Arrest d.d. 24 november 2009
Zaaknummer 200.042.382/01
HET GERECHTSHOF TE LEEUWARDEN
Arrest van de eerste kamer voor burgerlijke zaken in de zaak van:
[appellant],
wonende te [woonplaats],
appellant,
in eerste aanleg: eiser,
hierna te noemen: [appellant],
advocaat: mr. drs. M.R. van der Pol, kantoorhoudende te Leeuwarden,
Achmea Schadeverzekeringen N.V.,
gevestigd te Leeuwarden,
geïntimeerde,
in eerste aanleg: gedaagde,
hierna te noemen: Achmea,
advocaat: mr. J. Schep, kantoorhoudende te Apeldoorn.
Het geding in eerste instantie
In eerste aanleg is geprocedeerd en beslist zoals weergegeven in het kort geding vonnis uitgesproken op 12 augustus 2009 door de voorzieningenrechter van de rechtbank Leeuwarden.
Het geding in hoger beroep
Bij exploot van 28 augustus 2009 is door [appellant] hoger beroep ingesteld van genoemd vonnis met dagvaarding van Achmea tegen de zitting van 15 september 2009.
De conclusie van de dagvaarding in hoger beroep (met producties) luidt:
"bij arrest voorzover mogelijk uitvoerbaar bij voorraad (en voor zo mogelijk in spoedappèl):
a. te vernietigen het vonnis door de (Voorzieningenrechter van de) Rechtbank te Leeuwarden op 12 augustus 2009 in Kort Geding tussen partijen gewezen onder nummer 98124/KGZA 09-215
b. [appellant] zijn eis in eerste aanleg (bij Kort Geding dagvaarding ingesteld) alsnog integraal toe te wijzen
(en zo cfr. de eis in eerste aanleg
I. Gedaagde, Achmea voornoemd, te veroordelen om- als gevolg van het ongeval d.d. 18 mei 2004 -aan eiser, [appellant] voornoemd, te betalen -bij wijze van een nader voorschot onder algemene titel op de schadevergoeding - een voorschot ad € 25.000,-, althans een in goede justitie te bepalen bedrag,
II. Gedaagde, Achmea voornoemd, te veroordelen in de kosten van dit geding.)

### BESCHIKBARE GEGEVENS:
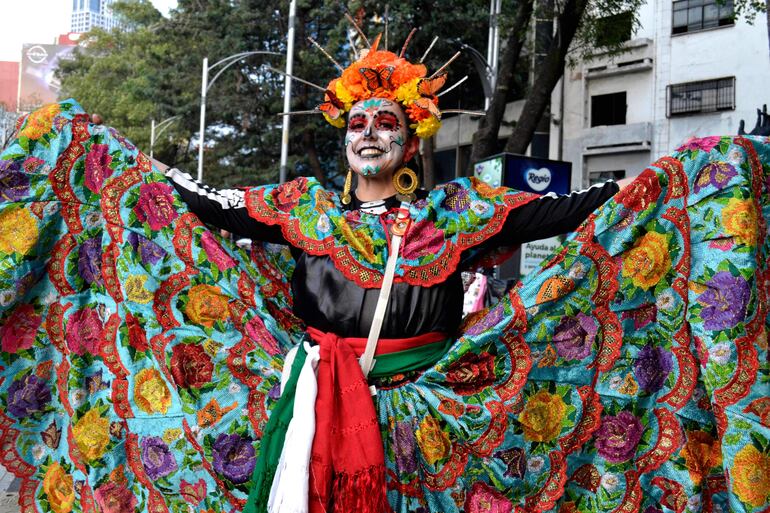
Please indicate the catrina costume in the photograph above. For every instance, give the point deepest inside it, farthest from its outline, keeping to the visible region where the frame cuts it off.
(148, 365)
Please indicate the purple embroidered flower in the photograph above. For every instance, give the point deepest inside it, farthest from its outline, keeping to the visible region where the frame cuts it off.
(90, 259)
(456, 198)
(157, 459)
(14, 184)
(98, 168)
(725, 301)
(516, 462)
(574, 336)
(492, 318)
(705, 144)
(652, 366)
(716, 174)
(618, 436)
(403, 446)
(234, 457)
(28, 395)
(149, 252)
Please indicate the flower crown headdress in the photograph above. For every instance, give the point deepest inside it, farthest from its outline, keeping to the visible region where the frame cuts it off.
(383, 74)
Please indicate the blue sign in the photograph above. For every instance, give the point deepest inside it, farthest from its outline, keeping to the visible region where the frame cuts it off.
(530, 174)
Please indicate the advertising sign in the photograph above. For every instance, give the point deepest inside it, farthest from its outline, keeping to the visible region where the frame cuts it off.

### UIT TE VOEREN:
1. Substitueer in de records "deepest" door "innermost" en laat al het overige ongewijzigd. Begin bij de regel met "Please indicate the flower" en ga door tot en met het einde van de records.
2. Pak het arrest van het gerechtshof weer op na de laatste getoonde zin en schrijf het verder.

### RESULTATEN PER OPDRACHT:
1.
Please indicate the flower crown headdress in the photograph above. For every instance, give the point innermost inside it, farthest from its outline, keeping to the visible region where the frame cuts it off.
(383, 74)
Please indicate the blue sign in the photograph above. For every instance, give the point innermost inside it, farthest from its outline, keeping to the visible region where the frame cuts it off.
(530, 174)
Please indicate the advertising sign in the photograph above. For every instance, give the point innermost inside it, farthest from its outline, keeping to the visible region where the frame cuts it off.

2.
c. geïntimeerden te veroordelen in de kosten van beide instanties."
Bij memorie van antwoord is door Achmea verweer gevoerd met als conclusie:
"op bovenstaande gronden vordert geïntimeerde dat de stellingen en vorderingen van appellant zullen worden afgewezen, de tegen het vonnis waarvan beroep aangevoerde grieven ongegrond zullen worden verklaard en het vonnis zal worden bekrachtigd en appellant bij arrest uitvoerbaar bij voorraad verklaard zal worden veroordeeld in de kosten van het proces in hoger beroep, met bepaling dat daarover de wettelijke rente verschuldigd te zijn met ingang van 14 dagen na de datum van het in deze zaak te wijzen arrest en met bepaling dat appellant ten titel van nasalaris een bedrag verschuldigd is van € 131 verhoogd met € 68 in geval van betekening van het arrest."
Tenslotte hebben partijen de stukken overgelegd voor het wijzen van arrest.
De grieven
[appellant] heeft vijf grieven opgeworpen.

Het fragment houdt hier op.